** Task set **
A – Translate this sentence from the Third Amendment excerpt into Spanish: "NOW, THEREFORE, in consideration of these premises and the mutual promises hereinafter set forth, the parties hereto agree as follows."
B – Write down the part of the Third Amendment excerpt starting with "WHEREAS, DSP and Synergetics are parties also" and going on through "agree as follows.", with no changes.
C – Resume the Third Amendment excerpt after its final sentence.

** Excerpted text **

......

This AMENDMENT No. 3 (the “Third Amendment”) is entered into as of December 9, 2014, by and between

DePuy Synthes Products, LLC, a Delaware company utilizing the Codman Neuro trade name and having a primary business address at 325 Paramount Drive, Raynham, MA 02767 (“DSP”), a successor of Codman and Shurtleff, Inc. (“Codman”) with respect to the agreements that are the subject hereof, and

Synergetics USA, Inc., a Delaware corporation having a primary business address at 3845 Corporate Centre Drive, O'Fallon, Missouri 63368 ("Synergetics").

WHEREAS, DSP and Synergetics are parties to that certain Product Development and Marketing Agreement, dated as of January 1, 2009, (the “2009 Agreement”) as amended by the Amendment No. 1, dated as of October 21, 2009, (the “First Amendment”) and by the Amendment No. 2, dated May 12, 2014, (the “Second Amendment”) and which, as amended, shall be referred to as the “Distribution Agreement;”

WHEREAS, DSP and Synergetics are parties also to that certain Trademark License Agreement, dated as of January 1, 2009, (subject: MALIS®), as previously amended by the First Amendment and the Second Amendment (as so amended, to be referred to as the “Trademark Agreement”);

WHEREAS, both of the Distribution Agreement and the Trademark Agreement are set to expire at the end of December 31, 2014; and

WHEREAS, DSP and Synergetics desire to extend the term of these agreements for one year;

NOW, THEREFORE, in consideration of these premises and the mutual promises hereinafter set forth, the parties hereto agree as follows.

......

(Stored entries)
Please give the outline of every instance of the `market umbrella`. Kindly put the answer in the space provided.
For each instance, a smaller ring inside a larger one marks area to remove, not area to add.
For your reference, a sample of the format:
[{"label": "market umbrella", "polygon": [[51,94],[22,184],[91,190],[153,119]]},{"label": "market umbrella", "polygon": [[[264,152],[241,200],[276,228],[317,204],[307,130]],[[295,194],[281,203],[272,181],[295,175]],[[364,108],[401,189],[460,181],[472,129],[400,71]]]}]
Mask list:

......

** Task-by-task answers **
A – POR LO TANTO, en contraprestación de estas premisas y de las promesas mutuas que se establecen a continuación, las partes del presente acuerdan lo siguiente.

B –
WHEREAS, DSP and Synergetics are parties also to that certain Trademark License Agreement, dated as of January 1, 2009, (subject: MALIS®), as previously amended by the First Amendment and the Second Amendment (as so amended, to be referred to as the “Trademark Agreement”);

WHEREAS, both of the Distribution Agreement and the Trademark Agreement are set to expire at the end of December 31, 2014; and

WHEREAS, DSP and Synergetics desire to extend the term of these agreements for one year;

NOW, THEREFORE, in consideration of these premises and the mutual promises hereinafter set forth, the parties hereto agree as follows.

C –
1. Term. The terms and conditions of the Distribution Agreement and the Trademark Agreement shall renew without lapse as of January 1, 2015, and shall continue in full force for a term of 12 months, expiring at the end of December 31, 2015.

2. Miscellaneous Provisions.

a. General Representation and Warranty. Each Party represents and warrants to the other that the execution and delivery of this Third Amendment and the performance of the obligations contemplated hereunder do not violate any law, rule or regulation or order, judgment or decree binding upon the representing party and will not result in a breach of any term of the certificate of incorporation or by-laws of the representing party or of any contract, agreement or other instrument to which such party is a party.
 

b. Ratification. Except as modified hereby, all terms and conditions of the Distribution Agreement and the Trademark Agreement shall remain in full force and effect. To the extent any term or condition in this Amendment No. 3 conflicts with any term or condition of either of the Distribution Agreement or the Trademark Agreement, the terms and conditions of this Amendment No. 3 shall control.

c. Counterparts. This Third Amendment may be executed in one or more counterparts, each of which shall be deemed an original, but all of which together shall constitute one and the same instrument. An executed counterpart of this Third Amendment delivered by electronic means (such as telephonic facsimile or electronic mail) shall have the same binding effect as if delivered as a paper copy bearing an original, hand-written signature.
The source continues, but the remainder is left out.